Da mesi ormai si parla di Great Resignation.

In tutto il mondo occidentale le persone stanno abbandonando il proprio lavoro.

Le aziende, soprattutto nel settore dell’ospitalità e della ristorazione, che stanno cercando lavoratori non riescono a trovarli.

Tutti esprimono la propria opinione sulle motivazioni di questo fenomeno, però vedo troppo spesso un focus su questioni superficiali (“è colpa del reddito di cittadinanza”, “i giovani d’oggi non sanno cosa vuol dire fare la gavetta”) e quasi mai sul cambiamento di cultura che si è generato in questi ultimi 20 anni.

Quindi io vorrei approfittare per analizzare alcune questioni relative a questo aspetto.

Lavoro come espressione di sé

Il lavoro è stato (quasi) sempre visto come un mero scambio.

Io fornisco al datore di lavoro il mio tempo e le mie competenze e lui in cambio mi fornisce uno stipendio.

Dati registrati ::
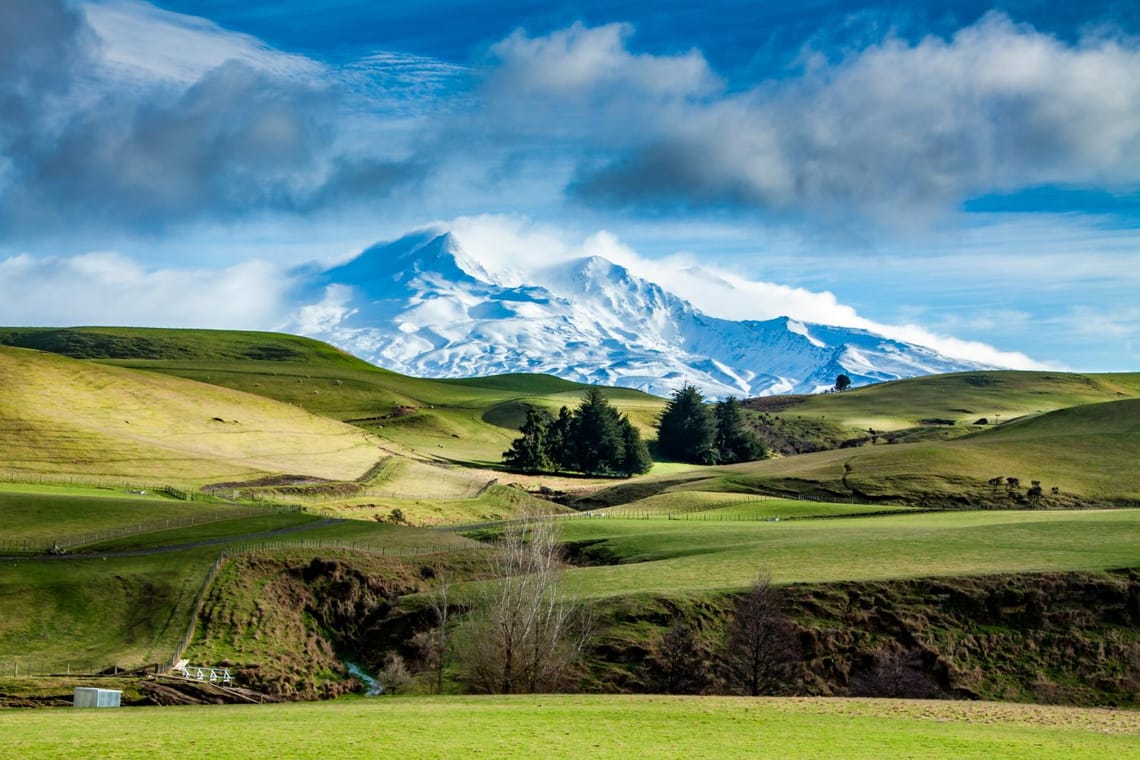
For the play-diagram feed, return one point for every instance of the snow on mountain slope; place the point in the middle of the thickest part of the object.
(423, 307)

Istruzioni ::
- 1) Nel testo sulla Great Resignation, quali sono tutte le cose che lavoratore e datore di lavoro si scambiano?
- 2) Prosegui il testo sulla Great Resignation a partire dalla sua ultima frase.
L'elenco proviene da un'altra fonte.

Risposte finali ::
- 1) Il tempo, le competenze e lo stipendio.

- 2)
Ma negli ultimi 100 anni abbiamo deciso di creare una cultura per cui il lavoro rappresentasse qualcosa di più della semplice attività che mi consente di (soprav)vivere.

Questa è stata una strategia molto utile per le moderne nazioni per aumentare la produttività dei propri cittadini.

Ma ha uno svantaggio: il lavoro svolto deve essere di valore, deve rendere orgogliose le persone che lo svolgono, devono capire che aiuta la società a migliorarsi.

Quando sono a una cena con persone che non conosco e mi chiedono che lavoro faccio io devo potergli rispondere con fierezza del mio lavoro, delle attività che svolgo e dell’azienda in cui spendo la maggior parte del mio tempo.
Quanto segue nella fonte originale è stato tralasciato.